### WRITTEN REQUEST
In the Frühlingsstürme synopsis, why does General Kachalov plan to decline Lydia Pavlovska's invitation? Explain in one to three sentences.

### SELECTED PASSAGE
----------------------------------------

Frühlingsstürme(Jarní boure/Spring Storms) (1933)
Libretto by Gustav Beer (G)
2S,2T; small roles; speaking roles; opt. chorus;
3(III=picc).2(II=corA).2.asax.tsax.2-126.96.36.199-timp.perc(4):xyl/glsp/crot/cyms/sups.cyms(Crash,Splash)/hi-hat/2tam-t(sm,lg)/2gong(C#,A#)/2cowbell/finger cymbals/SD/BD/tamb/tgl/wdbl/5tpl.bl/ratchet/whip/t.bell(G#)/wind machine/thunder sheet/rain stick/chimes/flexatone/air pump-harp-mand/banjo-cel/org(opt)-strings;
on-stage: ob-3tpt.3trbn-pft-drum set
Boosey & Hawkes / Bote & Bock
Theater im Admiralspalast, Berlin
Heinz Saltenburg, director
Conductor: Manfred Gurlitt
Company: Richard Tauber, Jarmila Novotná, Oskar Homolka and others
Komische Oper, Berlin
Barrie Kosky, director
Conductor: Jordan de Souza
Company: Ensemble, Orchester und Chor der Komischen Oper Berlin
Briefing at the Russian army headquarters in Manchuria, northern China – a major offensive against the Japanese enemy is about to be launched. In spite of this a young widow from St Petersburg, Lydia Pavlovska, is throwing a ball. General Kachalov, commander of the Russian army, plans to decline the invitation, citing the tense situation, though in reality he is rankled by the attractive Lydia rebuffing his advances. This is no secret to his comrade Colonel Baltishev, head of military intelligence, who himself has taken a liking to her, even though he suspects her of espionage. Before the war the young widow is reported to have been in communication with a Japanese officer.

----------------------------------------

### ENTRIES SUPPLIED
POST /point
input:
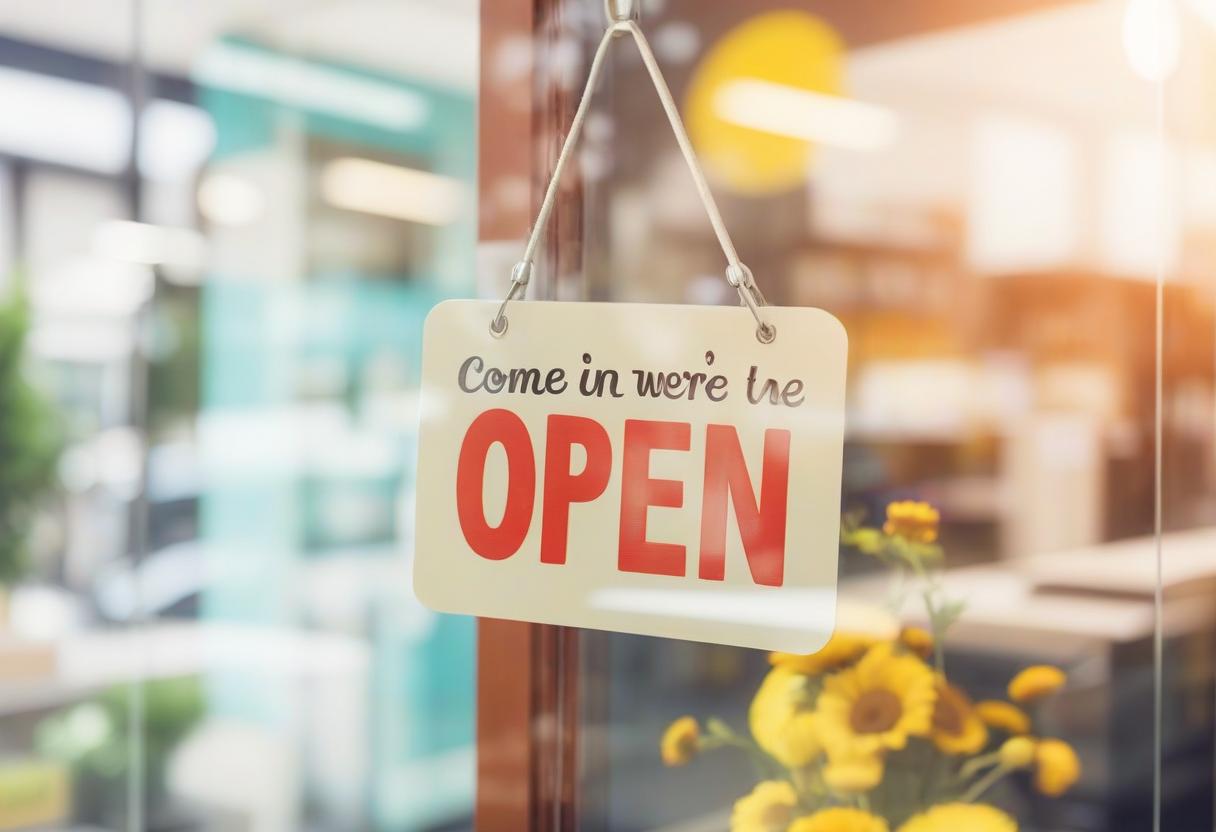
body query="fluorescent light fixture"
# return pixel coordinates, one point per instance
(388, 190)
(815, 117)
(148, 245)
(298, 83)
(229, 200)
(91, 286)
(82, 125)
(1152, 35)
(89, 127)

----------------------------------------

### EXERCISE SOLUTION
He gives the tense situation as his excuse, since a major offensive against the Japanese is about to begin. In reality, he is rankled that the attractive Lydia has rebuffed his advances.